To be done ->
Only the lines from the one containing "the forklift front" to the end of the entries should be written out, each exactly as it stands, both ends included.

Input data ->
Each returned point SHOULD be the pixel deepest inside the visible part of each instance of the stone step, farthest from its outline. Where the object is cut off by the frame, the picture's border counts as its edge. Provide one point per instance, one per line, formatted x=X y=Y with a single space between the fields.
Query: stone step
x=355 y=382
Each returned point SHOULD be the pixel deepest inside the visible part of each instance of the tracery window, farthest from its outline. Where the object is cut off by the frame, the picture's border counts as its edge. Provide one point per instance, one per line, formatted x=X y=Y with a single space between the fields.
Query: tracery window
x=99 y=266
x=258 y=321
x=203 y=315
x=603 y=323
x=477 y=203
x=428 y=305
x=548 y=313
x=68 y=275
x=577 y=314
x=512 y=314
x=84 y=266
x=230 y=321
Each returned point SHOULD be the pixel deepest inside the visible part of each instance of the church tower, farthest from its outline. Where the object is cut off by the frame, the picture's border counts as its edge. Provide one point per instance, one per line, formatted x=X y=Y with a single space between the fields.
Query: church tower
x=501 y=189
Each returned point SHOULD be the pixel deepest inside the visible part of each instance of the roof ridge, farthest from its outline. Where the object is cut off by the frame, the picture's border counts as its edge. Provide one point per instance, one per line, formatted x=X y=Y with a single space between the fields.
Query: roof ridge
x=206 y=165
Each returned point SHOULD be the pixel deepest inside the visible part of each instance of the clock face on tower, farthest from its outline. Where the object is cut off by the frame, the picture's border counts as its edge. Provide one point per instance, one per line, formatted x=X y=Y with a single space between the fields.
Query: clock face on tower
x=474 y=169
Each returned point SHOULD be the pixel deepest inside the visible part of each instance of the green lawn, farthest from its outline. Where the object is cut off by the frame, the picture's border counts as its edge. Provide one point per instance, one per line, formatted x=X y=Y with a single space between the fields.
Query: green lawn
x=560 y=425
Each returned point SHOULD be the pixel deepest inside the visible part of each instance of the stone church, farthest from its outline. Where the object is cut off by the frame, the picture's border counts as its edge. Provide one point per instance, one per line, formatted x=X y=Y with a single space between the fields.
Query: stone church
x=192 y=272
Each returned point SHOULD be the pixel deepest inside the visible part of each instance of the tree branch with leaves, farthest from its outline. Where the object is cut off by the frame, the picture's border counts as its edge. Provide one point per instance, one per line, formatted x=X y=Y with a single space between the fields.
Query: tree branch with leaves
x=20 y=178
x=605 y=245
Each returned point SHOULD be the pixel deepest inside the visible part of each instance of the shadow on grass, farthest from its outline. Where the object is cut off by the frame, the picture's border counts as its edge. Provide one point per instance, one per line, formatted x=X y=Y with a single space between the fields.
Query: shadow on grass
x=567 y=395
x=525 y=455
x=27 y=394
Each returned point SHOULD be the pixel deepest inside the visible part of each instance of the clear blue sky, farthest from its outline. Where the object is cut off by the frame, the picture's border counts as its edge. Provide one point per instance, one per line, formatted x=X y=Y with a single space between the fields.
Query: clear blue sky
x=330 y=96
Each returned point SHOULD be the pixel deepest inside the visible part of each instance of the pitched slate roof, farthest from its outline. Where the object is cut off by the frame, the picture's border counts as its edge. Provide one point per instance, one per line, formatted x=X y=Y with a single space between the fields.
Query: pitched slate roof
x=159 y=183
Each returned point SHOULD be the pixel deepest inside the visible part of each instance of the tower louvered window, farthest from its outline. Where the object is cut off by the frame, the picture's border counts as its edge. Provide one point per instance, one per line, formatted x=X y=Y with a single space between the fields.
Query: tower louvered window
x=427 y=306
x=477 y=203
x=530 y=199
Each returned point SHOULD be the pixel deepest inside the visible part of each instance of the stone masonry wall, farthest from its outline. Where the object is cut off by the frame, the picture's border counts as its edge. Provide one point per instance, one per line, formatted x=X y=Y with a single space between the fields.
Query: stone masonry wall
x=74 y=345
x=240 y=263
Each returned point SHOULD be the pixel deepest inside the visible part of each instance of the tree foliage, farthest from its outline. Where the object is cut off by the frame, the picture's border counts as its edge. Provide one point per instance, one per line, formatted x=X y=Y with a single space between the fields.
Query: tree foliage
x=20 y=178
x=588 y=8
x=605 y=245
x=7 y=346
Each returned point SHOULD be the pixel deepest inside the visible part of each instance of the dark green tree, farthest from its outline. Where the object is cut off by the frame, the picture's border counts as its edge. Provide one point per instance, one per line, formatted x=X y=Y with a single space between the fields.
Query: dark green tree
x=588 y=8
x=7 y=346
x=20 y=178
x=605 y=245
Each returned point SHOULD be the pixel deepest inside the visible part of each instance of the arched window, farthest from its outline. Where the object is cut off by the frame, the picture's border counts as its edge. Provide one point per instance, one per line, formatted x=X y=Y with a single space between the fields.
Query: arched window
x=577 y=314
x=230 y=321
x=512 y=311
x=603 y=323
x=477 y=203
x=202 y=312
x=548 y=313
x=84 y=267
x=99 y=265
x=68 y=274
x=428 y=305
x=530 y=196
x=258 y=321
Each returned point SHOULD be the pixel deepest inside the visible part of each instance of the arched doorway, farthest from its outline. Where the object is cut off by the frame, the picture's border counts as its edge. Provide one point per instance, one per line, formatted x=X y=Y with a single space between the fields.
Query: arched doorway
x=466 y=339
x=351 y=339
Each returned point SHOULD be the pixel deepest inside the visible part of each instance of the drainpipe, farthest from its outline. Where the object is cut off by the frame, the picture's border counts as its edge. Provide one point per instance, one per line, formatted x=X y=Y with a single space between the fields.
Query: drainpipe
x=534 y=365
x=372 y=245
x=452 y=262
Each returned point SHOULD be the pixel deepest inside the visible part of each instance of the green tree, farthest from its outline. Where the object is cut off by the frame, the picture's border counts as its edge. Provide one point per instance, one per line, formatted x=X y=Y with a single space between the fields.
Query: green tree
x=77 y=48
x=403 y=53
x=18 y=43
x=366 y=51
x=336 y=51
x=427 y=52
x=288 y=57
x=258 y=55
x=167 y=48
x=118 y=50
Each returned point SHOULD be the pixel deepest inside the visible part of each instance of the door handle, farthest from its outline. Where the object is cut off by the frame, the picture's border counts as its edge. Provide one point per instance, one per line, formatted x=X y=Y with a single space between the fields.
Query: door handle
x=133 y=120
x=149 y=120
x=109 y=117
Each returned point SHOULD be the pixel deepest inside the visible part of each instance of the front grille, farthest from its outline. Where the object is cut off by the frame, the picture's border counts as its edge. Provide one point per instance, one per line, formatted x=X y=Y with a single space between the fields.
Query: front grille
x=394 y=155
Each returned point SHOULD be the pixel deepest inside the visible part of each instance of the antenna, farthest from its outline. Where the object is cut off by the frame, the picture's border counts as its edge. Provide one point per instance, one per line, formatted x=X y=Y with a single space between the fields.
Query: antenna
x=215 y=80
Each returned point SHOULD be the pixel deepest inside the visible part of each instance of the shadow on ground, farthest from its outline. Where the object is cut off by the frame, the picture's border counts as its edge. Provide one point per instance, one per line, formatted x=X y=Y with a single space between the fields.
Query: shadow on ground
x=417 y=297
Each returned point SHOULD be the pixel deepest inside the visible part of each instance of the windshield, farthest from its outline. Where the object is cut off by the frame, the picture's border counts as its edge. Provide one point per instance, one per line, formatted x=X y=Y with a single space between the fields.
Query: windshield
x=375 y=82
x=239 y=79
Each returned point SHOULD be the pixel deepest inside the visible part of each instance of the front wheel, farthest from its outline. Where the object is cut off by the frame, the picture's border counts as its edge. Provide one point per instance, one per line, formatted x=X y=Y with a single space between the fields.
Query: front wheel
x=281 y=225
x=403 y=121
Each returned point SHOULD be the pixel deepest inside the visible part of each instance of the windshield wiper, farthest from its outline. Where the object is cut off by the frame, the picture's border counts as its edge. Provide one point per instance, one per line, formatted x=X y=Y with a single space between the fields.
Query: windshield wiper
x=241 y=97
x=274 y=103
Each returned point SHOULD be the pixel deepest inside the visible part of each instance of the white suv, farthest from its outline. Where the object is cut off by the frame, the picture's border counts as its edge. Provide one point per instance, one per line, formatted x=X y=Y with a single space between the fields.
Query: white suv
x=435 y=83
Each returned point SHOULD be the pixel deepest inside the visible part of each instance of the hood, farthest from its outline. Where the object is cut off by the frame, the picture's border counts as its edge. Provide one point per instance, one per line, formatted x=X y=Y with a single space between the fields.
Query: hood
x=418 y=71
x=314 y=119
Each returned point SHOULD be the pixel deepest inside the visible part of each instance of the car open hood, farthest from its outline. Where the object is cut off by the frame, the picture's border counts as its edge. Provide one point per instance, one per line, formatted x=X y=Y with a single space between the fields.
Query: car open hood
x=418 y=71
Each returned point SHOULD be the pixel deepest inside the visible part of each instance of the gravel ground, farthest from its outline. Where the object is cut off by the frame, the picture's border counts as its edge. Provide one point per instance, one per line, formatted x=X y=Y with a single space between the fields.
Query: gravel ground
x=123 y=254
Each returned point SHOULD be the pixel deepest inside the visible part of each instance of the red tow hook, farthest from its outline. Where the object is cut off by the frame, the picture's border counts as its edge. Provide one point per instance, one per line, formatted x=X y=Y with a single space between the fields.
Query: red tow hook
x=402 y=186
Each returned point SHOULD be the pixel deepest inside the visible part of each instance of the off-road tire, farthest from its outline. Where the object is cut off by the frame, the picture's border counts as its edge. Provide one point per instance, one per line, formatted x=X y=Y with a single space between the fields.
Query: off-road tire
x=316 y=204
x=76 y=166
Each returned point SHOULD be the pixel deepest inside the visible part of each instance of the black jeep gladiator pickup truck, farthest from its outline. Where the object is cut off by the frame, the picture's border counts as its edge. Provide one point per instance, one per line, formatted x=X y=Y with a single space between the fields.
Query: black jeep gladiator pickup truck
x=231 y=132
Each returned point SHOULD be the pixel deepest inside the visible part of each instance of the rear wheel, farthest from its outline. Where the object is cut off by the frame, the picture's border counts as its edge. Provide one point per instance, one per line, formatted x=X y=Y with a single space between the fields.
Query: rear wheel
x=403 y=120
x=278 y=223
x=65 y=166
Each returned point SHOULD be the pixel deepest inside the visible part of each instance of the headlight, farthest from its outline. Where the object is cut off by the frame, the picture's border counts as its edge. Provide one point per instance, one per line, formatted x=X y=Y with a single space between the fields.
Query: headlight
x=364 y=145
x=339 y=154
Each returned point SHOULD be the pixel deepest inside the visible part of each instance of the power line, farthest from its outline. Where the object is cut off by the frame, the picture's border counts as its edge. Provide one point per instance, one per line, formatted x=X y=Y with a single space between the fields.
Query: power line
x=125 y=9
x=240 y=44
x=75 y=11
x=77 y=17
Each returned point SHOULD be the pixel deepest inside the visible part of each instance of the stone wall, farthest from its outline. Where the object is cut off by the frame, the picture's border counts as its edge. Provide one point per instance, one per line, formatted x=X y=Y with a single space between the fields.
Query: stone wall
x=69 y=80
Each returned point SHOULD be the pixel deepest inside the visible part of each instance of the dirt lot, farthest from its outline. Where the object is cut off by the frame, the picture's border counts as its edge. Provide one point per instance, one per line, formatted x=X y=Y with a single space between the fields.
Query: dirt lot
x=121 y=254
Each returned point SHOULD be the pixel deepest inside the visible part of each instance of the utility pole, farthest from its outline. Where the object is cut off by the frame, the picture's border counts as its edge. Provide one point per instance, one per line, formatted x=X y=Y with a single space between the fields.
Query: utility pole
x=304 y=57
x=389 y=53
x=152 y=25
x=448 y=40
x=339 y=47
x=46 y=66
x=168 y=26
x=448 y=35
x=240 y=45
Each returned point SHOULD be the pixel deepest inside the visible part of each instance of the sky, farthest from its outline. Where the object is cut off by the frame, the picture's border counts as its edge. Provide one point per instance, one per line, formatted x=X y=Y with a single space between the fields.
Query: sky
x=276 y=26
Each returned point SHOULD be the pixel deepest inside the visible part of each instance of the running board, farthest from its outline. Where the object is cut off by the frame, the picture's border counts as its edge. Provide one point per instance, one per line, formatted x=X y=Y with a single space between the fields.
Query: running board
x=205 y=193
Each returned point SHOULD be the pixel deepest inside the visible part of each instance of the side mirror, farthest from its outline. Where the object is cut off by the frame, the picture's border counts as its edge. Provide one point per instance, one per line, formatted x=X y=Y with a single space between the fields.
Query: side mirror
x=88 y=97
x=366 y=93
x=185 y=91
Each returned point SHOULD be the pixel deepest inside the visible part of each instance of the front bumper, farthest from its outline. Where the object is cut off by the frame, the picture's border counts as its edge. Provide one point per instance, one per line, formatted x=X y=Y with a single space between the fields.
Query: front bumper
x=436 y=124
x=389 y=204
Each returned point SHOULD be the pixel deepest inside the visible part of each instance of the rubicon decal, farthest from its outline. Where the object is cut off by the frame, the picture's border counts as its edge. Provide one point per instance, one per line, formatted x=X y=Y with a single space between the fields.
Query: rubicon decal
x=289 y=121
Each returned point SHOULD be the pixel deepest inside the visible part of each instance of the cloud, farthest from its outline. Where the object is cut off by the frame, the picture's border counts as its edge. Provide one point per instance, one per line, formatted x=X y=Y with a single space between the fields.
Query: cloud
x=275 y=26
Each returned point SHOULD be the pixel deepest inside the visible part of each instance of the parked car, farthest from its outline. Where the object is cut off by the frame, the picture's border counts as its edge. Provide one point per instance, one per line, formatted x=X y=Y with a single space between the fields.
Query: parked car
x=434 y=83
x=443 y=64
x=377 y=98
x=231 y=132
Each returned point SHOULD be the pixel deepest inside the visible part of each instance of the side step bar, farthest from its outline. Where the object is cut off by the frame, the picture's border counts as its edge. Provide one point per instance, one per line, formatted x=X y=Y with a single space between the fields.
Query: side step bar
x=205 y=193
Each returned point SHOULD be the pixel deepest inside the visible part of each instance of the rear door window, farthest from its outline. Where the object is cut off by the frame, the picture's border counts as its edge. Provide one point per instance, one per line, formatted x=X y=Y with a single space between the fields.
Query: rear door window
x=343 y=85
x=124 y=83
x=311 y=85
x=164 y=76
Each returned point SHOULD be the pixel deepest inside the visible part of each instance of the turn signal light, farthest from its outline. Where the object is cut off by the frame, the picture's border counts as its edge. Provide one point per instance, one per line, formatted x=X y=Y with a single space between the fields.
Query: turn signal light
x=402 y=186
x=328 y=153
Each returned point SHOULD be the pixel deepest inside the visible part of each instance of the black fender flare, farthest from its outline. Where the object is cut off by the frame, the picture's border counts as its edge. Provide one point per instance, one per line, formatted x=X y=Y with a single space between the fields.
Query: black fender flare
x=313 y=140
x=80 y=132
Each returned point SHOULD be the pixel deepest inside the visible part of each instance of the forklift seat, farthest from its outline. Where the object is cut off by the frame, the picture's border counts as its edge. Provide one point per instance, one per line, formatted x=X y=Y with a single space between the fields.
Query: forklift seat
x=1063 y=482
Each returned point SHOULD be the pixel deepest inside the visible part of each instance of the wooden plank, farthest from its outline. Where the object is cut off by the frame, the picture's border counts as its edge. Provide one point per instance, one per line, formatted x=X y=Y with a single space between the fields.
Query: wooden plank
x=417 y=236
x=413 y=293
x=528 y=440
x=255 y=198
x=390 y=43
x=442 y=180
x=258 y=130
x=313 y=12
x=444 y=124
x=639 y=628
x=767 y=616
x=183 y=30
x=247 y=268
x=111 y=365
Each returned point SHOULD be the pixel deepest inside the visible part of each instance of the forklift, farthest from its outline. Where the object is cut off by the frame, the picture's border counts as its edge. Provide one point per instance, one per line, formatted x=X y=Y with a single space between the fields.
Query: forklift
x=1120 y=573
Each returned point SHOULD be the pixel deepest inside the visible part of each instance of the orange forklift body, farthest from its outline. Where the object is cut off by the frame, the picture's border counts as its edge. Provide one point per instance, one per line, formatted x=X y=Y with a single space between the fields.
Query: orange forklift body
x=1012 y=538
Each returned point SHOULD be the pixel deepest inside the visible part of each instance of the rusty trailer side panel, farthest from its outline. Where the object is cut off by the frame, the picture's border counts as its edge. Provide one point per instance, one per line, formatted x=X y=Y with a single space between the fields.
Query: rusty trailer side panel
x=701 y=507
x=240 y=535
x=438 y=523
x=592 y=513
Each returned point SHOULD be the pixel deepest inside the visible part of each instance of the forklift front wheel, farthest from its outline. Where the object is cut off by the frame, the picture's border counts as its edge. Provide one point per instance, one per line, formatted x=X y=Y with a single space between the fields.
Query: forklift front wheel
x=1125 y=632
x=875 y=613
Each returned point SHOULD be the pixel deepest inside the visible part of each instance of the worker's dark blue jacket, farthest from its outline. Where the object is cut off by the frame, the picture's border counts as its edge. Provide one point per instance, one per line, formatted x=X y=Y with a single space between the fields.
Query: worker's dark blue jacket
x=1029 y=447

Response ->
Each returned point SHOULD be the pixel deepest inside the visible part of each instance of the forklift front wheel, farthest from its outline. Where the object is cut off by the frame, the picture's border counts as its edge. Provide one point per instance, one per line, formatted x=X y=Y with a single space between the fields.
Query: forklift front wheel
x=1125 y=632
x=875 y=613
Each returned point SHOULD be the pixel deepest inside the visible part of each instance of the worker's dark blue jacket, farthest from its outline. Where the object is cut off by the frame, the picture's border counts as its edge. Provide one point per instance, one per line, formatted x=X y=Y with a single space between the fields.
Query: worker's dark blue jacket
x=1029 y=447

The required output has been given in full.